**DATA SECTION:**
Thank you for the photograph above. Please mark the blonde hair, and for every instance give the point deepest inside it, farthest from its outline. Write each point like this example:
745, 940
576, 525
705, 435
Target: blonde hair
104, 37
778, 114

**THE PROBLEM:** Rewrite the entries above, changing every "blonde hair" to "golden hair" and leaving everything else unchanged.

**THE SOLUTION:**
Thank you for the photograph above. Please mark the golden hair, and for every instance give the point deepest inside it, farthest from its outline. Write each point like this example:
745, 940
576, 525
705, 435
Target: golden hair
104, 37
778, 114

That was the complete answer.